------ Document extract ------

AR

CMPSC 311 - Arrays and Pointers Vocabulary

Pointers

  • type *name; // declare a pointer
  • type *name = address; // declare + initialize a pointer
  • A pointer is a variable that contains a memory address.
  • Source of confusion: *p vs p – the pointer variable is just p, without *.
int main(void) {
    int x = 42;
    int *p;  // int* p; also works
    p = &x;  // p now stores the address of x
    printf("x is %d\n", x);
    printf("&x is %p\n", &x);
    printf("p is %p\n", p);
    return 0;
}

Stylistic Choice

  • C provides flexibility in declaring pointers.
  • One way can lead to visual confusion when declaring multiple pointers on a single line.
  • The other way is often preferred.
int* p1;
int *p2; // preferred

int* p1, p2;  // bug?; equivalent to int *p1; int p2;

int* p1, * p2; // correct or int *p1, *p2;  // correct, preferred (generally)

Dereferencing Pointers

  • Dereference: access the memory referred to by a pointer.
  • *pointer // dereference a pointer
  • *pointer is an alias for the variable the pointer points to.
  • *pointer = value; // dereference / assign
  • pointer-p = pointer-q; // pointer assignment
#include <stdio.h>

int main(int argc, char **argv) {
    int x = 42;
    int *p;  // p is a pointer to an integer
    p = &x;  // p now stores the address of x
    printf("x is %d\n", x);
    *p = 99;
    printf("x is %d\n", x);
    return 0;
}

Pointers as Function Arguments

  • Pointers allow C to emulate pass by reference.
  • Enables modifying out parameters and efficient passing of in parameters.
void min_max(int array[], int len, int *min, int *max) {
    // find the index of largest value and assign it to max_i
    // find the index of the smallest value and assign it to min_i
    *max = array[max_i];
    *min = array[min_i];
}

int main(void) {
    int x[100];
    int largest, smallest;
    // some code that populates the array x...
    min_max(x, 100, &smallest, &largest);
    printf(“smallest = %d, largest = %d\n”, smallest, largest);
}

Pointers as Return Values

  • It is okay to return a passed-in pointer (or dynamically allocated memory).
  • It is NOT okay to return the address of a local variable.
int *max(int *a, int *b) {
    if (*a > *b) return a;
    return b;
}

int main(void) {
    int x = 5, y = 6;
    printf(“max of %d and %d is %d\n”, x, y, *max(&x, &y));
}

int *foo(void) {
    int x = 5;
    return &x;
}

int main(void) {
    printf(“%d\n”, *foo());
}

Variable Storage Classes

  • C (and other languages) have several storage classes defined by their scopes:
    • auto: Automatically allocated and deallocated variables (local function variables declared on the stack).

------

--- Exercises ---
a: Reproduce the stretch of the notes on C pointers from "Variable Storage Classes" through "on the stack)." word for word.
b: Write the next part of the notes on C pointers, starting after the last line shown.
The items come from a separate source.

------ Entries supplied ------

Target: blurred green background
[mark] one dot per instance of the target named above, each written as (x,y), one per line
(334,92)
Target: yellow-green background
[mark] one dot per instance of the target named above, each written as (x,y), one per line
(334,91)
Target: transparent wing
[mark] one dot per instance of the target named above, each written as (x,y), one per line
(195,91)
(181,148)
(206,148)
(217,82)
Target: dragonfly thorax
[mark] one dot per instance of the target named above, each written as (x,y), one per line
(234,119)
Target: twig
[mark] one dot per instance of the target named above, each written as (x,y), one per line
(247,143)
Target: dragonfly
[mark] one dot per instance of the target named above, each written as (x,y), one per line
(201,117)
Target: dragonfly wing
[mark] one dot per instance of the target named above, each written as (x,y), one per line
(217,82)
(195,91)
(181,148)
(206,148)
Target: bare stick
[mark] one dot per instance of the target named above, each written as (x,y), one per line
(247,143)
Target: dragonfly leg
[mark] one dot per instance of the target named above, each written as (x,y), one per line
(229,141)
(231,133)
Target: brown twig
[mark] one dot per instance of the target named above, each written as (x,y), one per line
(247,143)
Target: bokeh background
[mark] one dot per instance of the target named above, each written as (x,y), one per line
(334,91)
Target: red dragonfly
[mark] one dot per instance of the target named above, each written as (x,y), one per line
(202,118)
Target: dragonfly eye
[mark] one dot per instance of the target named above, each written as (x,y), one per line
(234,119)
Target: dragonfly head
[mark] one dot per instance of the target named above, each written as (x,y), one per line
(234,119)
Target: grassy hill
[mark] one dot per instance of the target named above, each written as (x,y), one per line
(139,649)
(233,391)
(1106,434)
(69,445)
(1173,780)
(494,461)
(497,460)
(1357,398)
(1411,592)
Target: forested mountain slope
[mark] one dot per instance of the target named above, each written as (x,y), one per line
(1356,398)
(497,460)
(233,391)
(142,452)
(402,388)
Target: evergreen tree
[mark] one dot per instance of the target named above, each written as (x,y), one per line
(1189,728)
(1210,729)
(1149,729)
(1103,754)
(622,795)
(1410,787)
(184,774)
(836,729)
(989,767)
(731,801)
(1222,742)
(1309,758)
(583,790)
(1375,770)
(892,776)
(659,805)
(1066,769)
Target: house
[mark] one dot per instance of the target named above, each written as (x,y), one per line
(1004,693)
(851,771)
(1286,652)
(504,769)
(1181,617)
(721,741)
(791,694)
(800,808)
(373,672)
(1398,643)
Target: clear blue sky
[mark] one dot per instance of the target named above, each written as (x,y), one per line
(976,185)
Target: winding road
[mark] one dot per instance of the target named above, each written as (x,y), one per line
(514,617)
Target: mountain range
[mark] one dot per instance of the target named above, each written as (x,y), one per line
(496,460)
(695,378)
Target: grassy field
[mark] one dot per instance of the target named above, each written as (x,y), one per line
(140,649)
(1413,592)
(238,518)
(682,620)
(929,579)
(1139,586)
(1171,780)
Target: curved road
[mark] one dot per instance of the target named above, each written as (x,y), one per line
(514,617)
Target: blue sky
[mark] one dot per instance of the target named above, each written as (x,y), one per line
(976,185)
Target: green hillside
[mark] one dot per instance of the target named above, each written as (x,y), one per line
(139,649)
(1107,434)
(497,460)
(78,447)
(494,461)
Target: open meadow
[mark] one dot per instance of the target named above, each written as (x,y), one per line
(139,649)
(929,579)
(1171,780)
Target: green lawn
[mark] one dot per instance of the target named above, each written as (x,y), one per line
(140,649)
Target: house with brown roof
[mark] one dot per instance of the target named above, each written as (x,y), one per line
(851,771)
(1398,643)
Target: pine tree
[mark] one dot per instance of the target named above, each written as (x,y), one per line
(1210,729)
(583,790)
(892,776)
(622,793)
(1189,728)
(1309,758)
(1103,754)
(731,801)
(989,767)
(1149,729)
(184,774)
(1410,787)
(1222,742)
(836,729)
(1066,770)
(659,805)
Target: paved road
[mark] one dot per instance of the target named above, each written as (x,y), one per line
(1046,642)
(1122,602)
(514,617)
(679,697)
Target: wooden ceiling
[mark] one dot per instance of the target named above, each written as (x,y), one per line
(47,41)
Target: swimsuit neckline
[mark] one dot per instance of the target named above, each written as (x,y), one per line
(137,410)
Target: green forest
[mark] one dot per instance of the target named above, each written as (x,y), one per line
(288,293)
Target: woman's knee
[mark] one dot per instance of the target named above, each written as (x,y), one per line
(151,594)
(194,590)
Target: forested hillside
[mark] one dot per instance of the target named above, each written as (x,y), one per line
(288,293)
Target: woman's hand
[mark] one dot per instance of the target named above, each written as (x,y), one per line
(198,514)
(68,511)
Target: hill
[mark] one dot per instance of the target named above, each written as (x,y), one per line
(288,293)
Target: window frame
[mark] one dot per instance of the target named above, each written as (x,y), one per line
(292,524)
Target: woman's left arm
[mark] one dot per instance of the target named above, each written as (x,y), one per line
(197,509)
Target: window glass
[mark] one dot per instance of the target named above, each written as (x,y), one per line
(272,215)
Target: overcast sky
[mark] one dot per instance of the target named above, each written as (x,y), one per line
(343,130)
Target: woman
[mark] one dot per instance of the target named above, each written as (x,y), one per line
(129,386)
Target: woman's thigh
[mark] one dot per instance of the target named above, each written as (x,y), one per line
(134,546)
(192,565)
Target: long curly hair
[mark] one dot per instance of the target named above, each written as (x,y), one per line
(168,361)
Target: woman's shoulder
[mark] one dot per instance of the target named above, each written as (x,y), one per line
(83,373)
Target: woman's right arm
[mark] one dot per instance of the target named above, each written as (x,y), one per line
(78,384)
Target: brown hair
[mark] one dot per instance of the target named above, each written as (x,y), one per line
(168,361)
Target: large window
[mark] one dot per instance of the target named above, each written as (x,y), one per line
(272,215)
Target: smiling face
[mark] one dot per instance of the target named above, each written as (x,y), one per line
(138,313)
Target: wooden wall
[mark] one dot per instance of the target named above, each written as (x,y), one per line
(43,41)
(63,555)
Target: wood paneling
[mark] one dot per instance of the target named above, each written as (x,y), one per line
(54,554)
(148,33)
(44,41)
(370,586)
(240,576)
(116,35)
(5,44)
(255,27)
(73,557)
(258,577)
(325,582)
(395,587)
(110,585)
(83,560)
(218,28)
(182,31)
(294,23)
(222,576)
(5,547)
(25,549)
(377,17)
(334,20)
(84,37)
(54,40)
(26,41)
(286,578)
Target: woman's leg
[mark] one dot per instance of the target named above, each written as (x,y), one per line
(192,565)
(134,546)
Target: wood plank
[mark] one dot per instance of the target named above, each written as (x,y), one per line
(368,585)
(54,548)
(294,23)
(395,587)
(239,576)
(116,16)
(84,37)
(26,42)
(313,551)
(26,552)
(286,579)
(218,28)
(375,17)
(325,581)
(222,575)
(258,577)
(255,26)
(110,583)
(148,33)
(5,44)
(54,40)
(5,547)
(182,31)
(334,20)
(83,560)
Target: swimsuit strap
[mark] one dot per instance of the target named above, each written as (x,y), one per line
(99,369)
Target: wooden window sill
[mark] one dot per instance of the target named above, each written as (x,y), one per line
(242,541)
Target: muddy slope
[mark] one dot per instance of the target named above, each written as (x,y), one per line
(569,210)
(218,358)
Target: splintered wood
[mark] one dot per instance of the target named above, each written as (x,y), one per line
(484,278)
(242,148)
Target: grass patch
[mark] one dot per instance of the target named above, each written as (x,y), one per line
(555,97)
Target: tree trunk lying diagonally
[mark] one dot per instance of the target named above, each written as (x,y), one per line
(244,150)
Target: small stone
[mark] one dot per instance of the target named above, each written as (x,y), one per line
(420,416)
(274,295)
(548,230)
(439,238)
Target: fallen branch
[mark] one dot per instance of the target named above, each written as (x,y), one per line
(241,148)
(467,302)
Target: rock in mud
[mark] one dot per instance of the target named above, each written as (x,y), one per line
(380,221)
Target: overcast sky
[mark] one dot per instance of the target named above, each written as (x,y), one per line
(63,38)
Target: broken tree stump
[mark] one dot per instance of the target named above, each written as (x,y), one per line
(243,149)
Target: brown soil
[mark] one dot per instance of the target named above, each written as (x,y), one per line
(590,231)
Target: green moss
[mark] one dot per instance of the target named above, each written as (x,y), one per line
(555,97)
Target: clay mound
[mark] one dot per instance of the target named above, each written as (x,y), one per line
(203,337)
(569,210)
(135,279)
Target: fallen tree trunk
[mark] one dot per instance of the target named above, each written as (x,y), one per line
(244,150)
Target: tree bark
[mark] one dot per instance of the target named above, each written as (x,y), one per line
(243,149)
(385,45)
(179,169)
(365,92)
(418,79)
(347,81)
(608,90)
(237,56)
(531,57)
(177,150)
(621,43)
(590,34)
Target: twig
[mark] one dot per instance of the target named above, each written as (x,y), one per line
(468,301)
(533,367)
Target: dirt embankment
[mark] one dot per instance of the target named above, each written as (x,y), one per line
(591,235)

------

--- Answers to the problems ---
a:
Variable Storage Classes

  • C (and other languages) have several storage classes defined by their scopes:
    • auto: Automatically allocated and deallocated variables (local function variables declared on the stack).

b:
    • global: Globally defined variables that can be accessed anywhere within the program.
      • The keyword extern is used in .c/.h files to indicate a variable defined elsewhere.
    • static: A variable that is global to the local file only (static global variable) or to the scope of a function (static local variable).
      • The keyword static is used to identify a variable as local only.
static int localScopeVariable; // Static variable
extern int GlobalVariable;  // Global variable defined elsewhere
  • More examples: https://overiq.com/c-programming-101/local-global-and-static-variables-in-c/

Rules for Initialization

  • In general, static or global variables are given a default value (often zero), and auto storage class variables are indeterminate.
  • Indeterminate means that the compiler can do anything it wants, which for most compilers is to take whatever value is in memory.
  • You cannot depend on indeterminate values.
  • C89 Specification:
    • If an object that has automatic storage duration is not initialized explicitly, its value is indeterminate.
    • If an object that has static storage duration is not initialized explicitly, it is initialized implicitly as if every member that has arithmetic type were assigned 0 and every member that has pointer type were assigned a null pointer constant.
  • C99 Specification:
    • If an object that has automatic storage duration is not initialized explicitly, its value is indeterminate.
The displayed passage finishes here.